(Page)
(begin)

# Lidl Coshida Premium Pouches in Jelly



## MrBiggles87 (Oct 16, 2014)

Hi all, 

I have looked on this forum and around the internet but will always ask here first as this seems the best place to come! 

When my new kitten arrived, he arrived with pouches of Coshida.. which I tried to ween him off onto Applaws with his brother... he turned his nose up so I did some research and found that Coshida was a Lidl branded food and on the face of it seems damn good for the price. I transitioned him and his brother onto it and they both wolf it down and always want seconds.

I leave a complete dry food down which is recommended from 8 weeks onwards (Harringtons) all day in a big bowl for them both. 

I just want to know if anyone has had any experience with Coshida and if it is substantial enough for a growing kitten as they both love it....


----------



## Paddypaws (May 4, 2010)

I certainly don't think it is any worse than most of the other foods you can buy in supermarkets and is definitely a good price. If anything, I would try and steer them away from eating much of the dry food towards eating an extra meal of the wet.


----------



## MrBiggles87 (Oct 16, 2014)

Hi Paddypaws, so from a kittens perspective, is kitten food just a marketing tool and there is sufficient nutrients in food above 12 months and onwards? 

I will give them a pouch each in the morning and a pouch each in the evening, if they are hungry (they are Ragdolls after all) I will put some more wet down for them.

Thanks


----------



## The Wild Bunch (Jul 16, 2014)

MrBiggles87 said:


> Hi Paddypaws, so from a kittens perspective, is kitten food just a marketing tool and there is sufficient nutrients in food above 12 months and onwards?
> 
> I will give them a pouch each in the morning and a pouch each in the evening, if they are hungry (they are Ragdolls after all) I will put some more wet down for them.
> 
> Thanks


I don't think 2 pouches a day for kittens is enough. My Persian kitten is 8 months old and eats at least 350g per day, usually more as he has supper too. I don't feed dry though. Any wet is better than dry. I buy from zooplus as I find it most economical for the quality of food that they sell


----------



## TallulahCat (Dec 31, 2015)

It's certainly good value. You'll get better value still from the tins rather than pouches. I wouldn't say it is the best quality but it's a reasonable food. My concern with it was it is heavily dyed, and I don't see why cats need it a particular colour. My cat has a tendency to vomit, and it stained my carpet.


----------



## Ali71 (Apr 27, 2014)

@MrBiggles87 have you tried Butchers for Cats? It's a really good value food and although not the best, you can buy it in the supermarket:

http://www.tesco.com/groceries/product/details/?id=255741818

(not promoting Tesco per se but you can buy it in all major supermarkets) You can buy fish varieties as well and I think it's also grain free which is good.

Another good value food from Zooplus is Smilla - may be worth a look


----------

(end)

(Information supplied)
(begin)

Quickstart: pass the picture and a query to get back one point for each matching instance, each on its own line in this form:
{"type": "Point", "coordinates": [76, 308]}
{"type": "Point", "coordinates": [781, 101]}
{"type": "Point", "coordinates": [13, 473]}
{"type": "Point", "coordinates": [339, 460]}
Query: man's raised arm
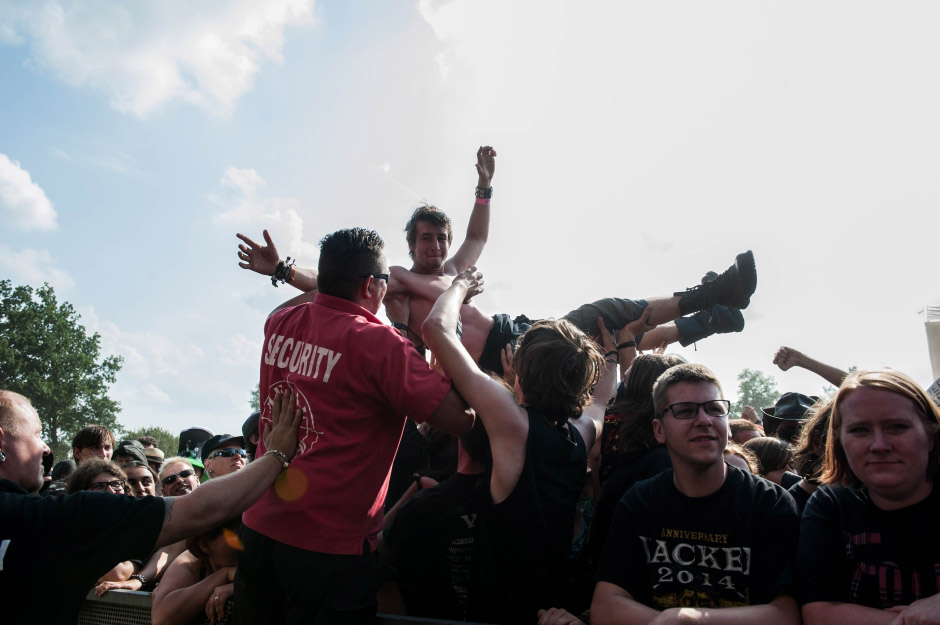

(end)
(begin)

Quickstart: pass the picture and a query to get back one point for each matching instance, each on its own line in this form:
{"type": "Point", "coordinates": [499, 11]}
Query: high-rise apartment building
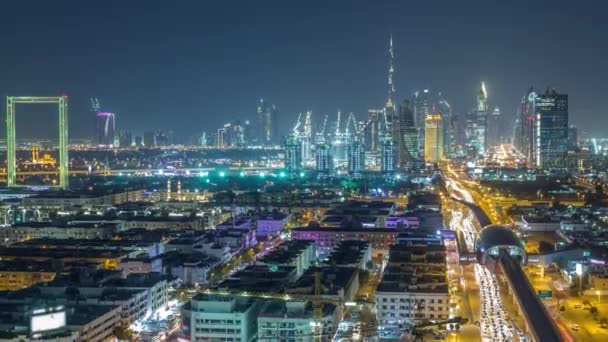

(end)

(Directions for this task) In the forum thread about Lidl Coshida pouches, what is TallulahCat's concern about the food? Rely on the forum thread alone and not on the records.

(Finished answer) It is heavily dyed, and when TallulahCat's cat vomited, it stained the carpet.